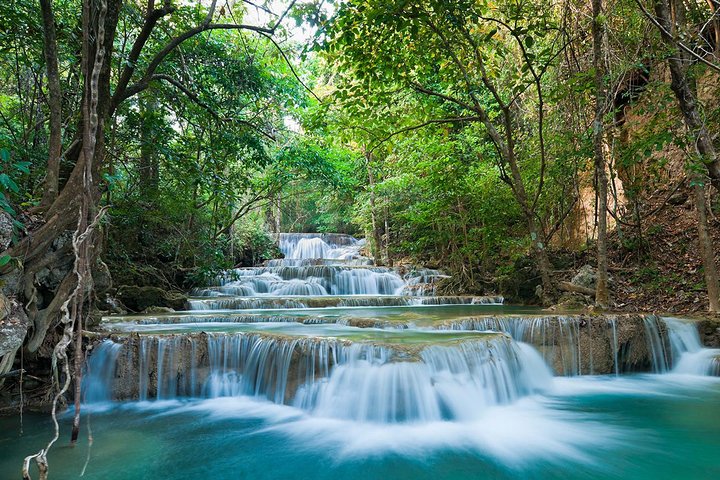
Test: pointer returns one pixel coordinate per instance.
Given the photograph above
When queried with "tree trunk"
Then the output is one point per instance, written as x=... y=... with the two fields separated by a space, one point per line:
x=706 y=248
x=684 y=90
x=54 y=103
x=598 y=31
x=149 y=165
x=538 y=239
x=377 y=236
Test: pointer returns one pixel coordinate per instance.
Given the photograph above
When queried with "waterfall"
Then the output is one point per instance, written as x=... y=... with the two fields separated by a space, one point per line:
x=100 y=371
x=579 y=344
x=686 y=351
x=330 y=377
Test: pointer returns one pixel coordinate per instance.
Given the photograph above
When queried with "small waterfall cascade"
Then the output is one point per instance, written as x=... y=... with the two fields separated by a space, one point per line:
x=322 y=265
x=432 y=379
x=686 y=351
x=326 y=331
x=583 y=344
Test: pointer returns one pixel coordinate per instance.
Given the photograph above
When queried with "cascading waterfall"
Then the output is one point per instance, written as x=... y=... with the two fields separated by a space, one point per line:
x=100 y=372
x=577 y=345
x=320 y=265
x=687 y=353
x=364 y=367
x=330 y=377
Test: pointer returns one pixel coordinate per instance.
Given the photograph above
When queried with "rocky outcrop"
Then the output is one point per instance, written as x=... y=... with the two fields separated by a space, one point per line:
x=13 y=328
x=138 y=298
x=585 y=344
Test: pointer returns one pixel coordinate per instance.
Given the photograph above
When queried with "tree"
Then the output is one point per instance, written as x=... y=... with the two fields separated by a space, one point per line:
x=598 y=27
x=455 y=54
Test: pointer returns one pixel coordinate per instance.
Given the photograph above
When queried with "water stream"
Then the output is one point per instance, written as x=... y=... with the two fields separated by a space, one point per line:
x=323 y=365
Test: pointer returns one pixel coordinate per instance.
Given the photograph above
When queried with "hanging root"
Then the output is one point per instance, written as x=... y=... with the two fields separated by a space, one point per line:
x=60 y=350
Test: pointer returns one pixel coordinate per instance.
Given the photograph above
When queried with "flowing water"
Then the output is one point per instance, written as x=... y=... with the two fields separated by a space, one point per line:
x=322 y=365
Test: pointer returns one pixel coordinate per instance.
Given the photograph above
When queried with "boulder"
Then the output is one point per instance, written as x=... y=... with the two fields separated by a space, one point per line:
x=13 y=327
x=586 y=277
x=138 y=298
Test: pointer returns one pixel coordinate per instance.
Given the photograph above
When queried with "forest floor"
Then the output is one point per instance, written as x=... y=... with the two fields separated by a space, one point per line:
x=662 y=270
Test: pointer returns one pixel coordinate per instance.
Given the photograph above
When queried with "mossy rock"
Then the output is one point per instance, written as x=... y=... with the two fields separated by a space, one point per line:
x=138 y=298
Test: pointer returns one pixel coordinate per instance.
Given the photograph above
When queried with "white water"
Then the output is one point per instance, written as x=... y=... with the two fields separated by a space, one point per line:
x=321 y=265
x=688 y=354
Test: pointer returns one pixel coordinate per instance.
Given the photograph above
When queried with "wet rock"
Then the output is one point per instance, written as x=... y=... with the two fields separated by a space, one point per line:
x=13 y=327
x=586 y=277
x=102 y=280
x=6 y=230
x=138 y=299
x=151 y=310
x=709 y=330
x=678 y=198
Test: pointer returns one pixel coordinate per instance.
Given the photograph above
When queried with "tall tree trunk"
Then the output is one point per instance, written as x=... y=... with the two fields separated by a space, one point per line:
x=706 y=247
x=536 y=235
x=598 y=30
x=377 y=236
x=54 y=103
x=149 y=165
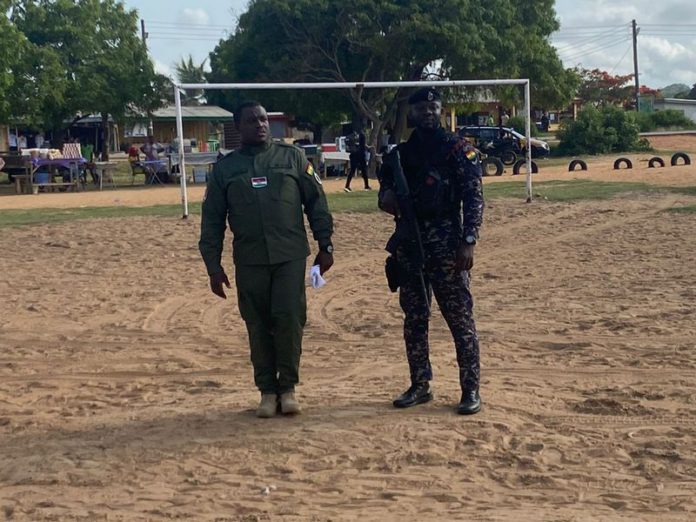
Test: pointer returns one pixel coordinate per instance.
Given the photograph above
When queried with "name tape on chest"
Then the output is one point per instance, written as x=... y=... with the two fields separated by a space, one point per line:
x=259 y=182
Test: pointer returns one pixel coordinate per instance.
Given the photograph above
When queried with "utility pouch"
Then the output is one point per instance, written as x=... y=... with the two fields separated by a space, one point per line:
x=392 y=270
x=432 y=198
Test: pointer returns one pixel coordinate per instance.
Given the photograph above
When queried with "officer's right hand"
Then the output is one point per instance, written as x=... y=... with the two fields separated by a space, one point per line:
x=389 y=203
x=216 y=282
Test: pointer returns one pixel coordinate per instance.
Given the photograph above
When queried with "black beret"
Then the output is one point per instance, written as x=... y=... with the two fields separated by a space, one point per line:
x=424 y=94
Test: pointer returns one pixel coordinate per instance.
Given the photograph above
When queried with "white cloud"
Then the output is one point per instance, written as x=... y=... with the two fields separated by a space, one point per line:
x=194 y=16
x=665 y=45
x=163 y=68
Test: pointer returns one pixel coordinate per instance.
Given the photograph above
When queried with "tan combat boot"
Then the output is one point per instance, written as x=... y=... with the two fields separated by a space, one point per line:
x=268 y=406
x=288 y=403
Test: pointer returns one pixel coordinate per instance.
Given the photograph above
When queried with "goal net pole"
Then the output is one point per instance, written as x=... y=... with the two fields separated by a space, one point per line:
x=178 y=87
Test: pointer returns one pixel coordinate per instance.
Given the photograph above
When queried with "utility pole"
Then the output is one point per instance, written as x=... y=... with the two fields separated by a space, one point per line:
x=635 y=61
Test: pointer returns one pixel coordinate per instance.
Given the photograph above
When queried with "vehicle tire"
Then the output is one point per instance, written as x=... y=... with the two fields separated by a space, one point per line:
x=508 y=157
x=575 y=163
x=680 y=155
x=620 y=161
x=656 y=160
x=523 y=163
x=491 y=163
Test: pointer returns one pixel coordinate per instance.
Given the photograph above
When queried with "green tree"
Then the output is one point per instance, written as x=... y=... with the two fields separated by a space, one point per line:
x=104 y=66
x=600 y=130
x=674 y=90
x=692 y=93
x=189 y=72
x=384 y=40
x=600 y=88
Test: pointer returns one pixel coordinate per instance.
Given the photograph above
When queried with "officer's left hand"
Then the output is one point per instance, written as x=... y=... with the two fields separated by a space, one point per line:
x=465 y=258
x=324 y=260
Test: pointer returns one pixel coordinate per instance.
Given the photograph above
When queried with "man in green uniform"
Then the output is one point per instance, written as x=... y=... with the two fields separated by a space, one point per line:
x=261 y=190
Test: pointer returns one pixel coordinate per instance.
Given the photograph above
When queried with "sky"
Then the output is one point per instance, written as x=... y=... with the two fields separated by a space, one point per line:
x=593 y=34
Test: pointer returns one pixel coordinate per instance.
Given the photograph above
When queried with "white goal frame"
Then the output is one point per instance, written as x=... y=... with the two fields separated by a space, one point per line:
x=179 y=87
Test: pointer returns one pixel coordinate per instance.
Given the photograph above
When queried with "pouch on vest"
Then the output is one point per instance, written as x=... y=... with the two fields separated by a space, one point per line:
x=432 y=199
x=393 y=271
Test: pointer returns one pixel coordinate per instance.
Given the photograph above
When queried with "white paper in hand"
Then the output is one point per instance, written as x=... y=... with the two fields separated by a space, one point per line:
x=315 y=278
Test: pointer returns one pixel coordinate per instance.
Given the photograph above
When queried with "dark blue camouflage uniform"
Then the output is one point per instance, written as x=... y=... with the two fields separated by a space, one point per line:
x=458 y=213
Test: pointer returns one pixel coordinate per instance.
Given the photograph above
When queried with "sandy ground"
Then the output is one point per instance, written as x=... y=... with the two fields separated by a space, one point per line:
x=599 y=168
x=126 y=389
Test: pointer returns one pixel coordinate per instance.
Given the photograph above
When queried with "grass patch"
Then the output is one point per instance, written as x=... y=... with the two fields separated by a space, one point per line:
x=362 y=201
x=9 y=218
x=688 y=209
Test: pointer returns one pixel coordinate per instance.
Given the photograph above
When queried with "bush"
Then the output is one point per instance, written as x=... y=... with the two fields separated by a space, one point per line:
x=601 y=131
x=645 y=121
x=669 y=119
x=517 y=123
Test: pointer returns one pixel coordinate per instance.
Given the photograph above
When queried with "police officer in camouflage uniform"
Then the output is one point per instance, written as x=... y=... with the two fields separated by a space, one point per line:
x=444 y=178
x=261 y=191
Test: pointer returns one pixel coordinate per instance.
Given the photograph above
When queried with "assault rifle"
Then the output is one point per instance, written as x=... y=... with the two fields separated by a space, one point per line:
x=407 y=230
☆ ☆ ☆
Set problem:
Count the lines in the records that contain the string "pole", with case counting, and reply with the number alone.

Full solution:
2